▶ Passage to read:
Taken together, these studies demonstrate the versatility of VIGS in deciphering the role of drought-stress-responsive genes in both dicotyledonous and monocotyledonous plants. In addition, the application of VIGS in silencing drought-stress-related genes in flowers (Dai et al., 2012) signifies its efficacy in studying the reproductive-tissue-associated genes which are important during terminal drought stress. Furthermore, VIGS has the potential to identify negative regulators of drought stress response during the reproductive stage.
The utility of VIGS in investigating salt stress tolerance in crop plants has also been demonstrated. SlGRX1 gene silencing in tomato by a satellite DNAmβ-based VIGS vector resulted in yellowing of leaves under salinity stress compared to vector control plants due to a reduction in chlorophyll content, suggesting the role of GRX1 in salt tolerance (Guo et al., 2010). Further, the role of CaRAV1 and CaOXR1 has been studied by TRV-VIGS in chili pepper (Lee et al., 2010). Leaf disks from CaRAV1-only silenced and CaRAV1/CaOXR1 co-silenced plants exposed to different concentrations of NaCl showed severe bleaching due to loss of chlorophyll compared to vector control plants. Similarly, TRV-VIGS-mediated silencing of CaPO2 resulted in a reduction in chlorophyll content and higher lipid peroxidation, leading to increased susceptibility of silenced chili pepper plants to salt stress compared to vector control plants (Choi and Hwang, 2012). Consistently, ectopic expression of CaPO2 in Arabidopsis conferred enhanced tolerance to high salt stress, suggesting the role of CaPO2 in salinity tolerance (Choi and Hwang, 2012). Taken together, these studies demonstrate the usefulness of VIGS in functional analysis of genes involved in salinity tolerance in crop plants.

▶ Listed records:
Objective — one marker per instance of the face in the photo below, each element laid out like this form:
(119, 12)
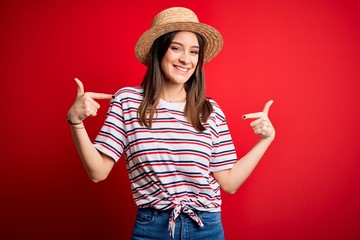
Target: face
(181, 58)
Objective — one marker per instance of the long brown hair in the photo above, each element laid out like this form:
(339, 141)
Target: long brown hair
(197, 108)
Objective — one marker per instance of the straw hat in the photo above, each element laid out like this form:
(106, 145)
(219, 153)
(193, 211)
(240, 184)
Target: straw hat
(178, 19)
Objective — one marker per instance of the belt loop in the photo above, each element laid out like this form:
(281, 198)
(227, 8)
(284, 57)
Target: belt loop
(155, 212)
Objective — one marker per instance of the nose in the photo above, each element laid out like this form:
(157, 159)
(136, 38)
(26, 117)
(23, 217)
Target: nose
(184, 58)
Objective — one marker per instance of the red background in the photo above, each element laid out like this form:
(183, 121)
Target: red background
(303, 54)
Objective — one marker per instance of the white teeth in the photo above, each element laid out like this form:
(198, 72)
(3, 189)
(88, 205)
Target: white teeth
(182, 69)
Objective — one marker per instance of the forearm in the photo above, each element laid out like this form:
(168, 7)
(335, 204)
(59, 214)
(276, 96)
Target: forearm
(232, 179)
(95, 165)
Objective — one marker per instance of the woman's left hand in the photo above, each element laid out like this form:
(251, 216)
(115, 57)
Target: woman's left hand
(262, 125)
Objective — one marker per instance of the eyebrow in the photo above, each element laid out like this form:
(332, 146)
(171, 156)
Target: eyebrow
(183, 45)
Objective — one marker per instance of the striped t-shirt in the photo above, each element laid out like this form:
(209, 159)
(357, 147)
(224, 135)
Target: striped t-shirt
(169, 164)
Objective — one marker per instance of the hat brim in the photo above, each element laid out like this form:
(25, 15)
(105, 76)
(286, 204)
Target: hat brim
(212, 37)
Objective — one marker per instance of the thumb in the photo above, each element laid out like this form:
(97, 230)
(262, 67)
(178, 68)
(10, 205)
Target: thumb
(267, 106)
(80, 86)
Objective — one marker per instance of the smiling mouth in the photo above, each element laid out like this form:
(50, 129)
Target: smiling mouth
(181, 69)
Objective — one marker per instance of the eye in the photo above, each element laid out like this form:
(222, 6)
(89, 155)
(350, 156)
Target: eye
(175, 48)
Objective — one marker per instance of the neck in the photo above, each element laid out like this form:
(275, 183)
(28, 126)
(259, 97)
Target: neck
(173, 93)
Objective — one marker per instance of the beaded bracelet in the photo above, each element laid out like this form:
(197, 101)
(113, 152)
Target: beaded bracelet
(71, 123)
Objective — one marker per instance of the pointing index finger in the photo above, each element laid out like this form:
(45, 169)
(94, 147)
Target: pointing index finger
(267, 106)
(100, 95)
(80, 86)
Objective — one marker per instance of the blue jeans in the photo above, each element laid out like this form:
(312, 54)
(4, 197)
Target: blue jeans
(152, 224)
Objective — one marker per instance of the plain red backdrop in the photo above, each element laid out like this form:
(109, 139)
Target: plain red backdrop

▶ Exercise requirements:
From the passage on gene silencing under drought and salt stress, set down word for word the stretch starting with "Taken together, these studies demonstrate the versatility" and going on through "the reproductive stage.".

▶ Response:
Taken together, these studies demonstrate the versatility of VIGS in deciphering the role of drought-stress-responsive genes in both dicotyledonous and monocotyledonous plants. In addition, the application of VIGS in silencing drought-stress-related genes in flowers (Dai et al., 2012) signifies its efficacy in studying the reproductive-tissue-associated genes which are important during terminal drought stress. Furthermore, VIGS has the potential to identify negative regulators of drought stress response during the reproductive stage.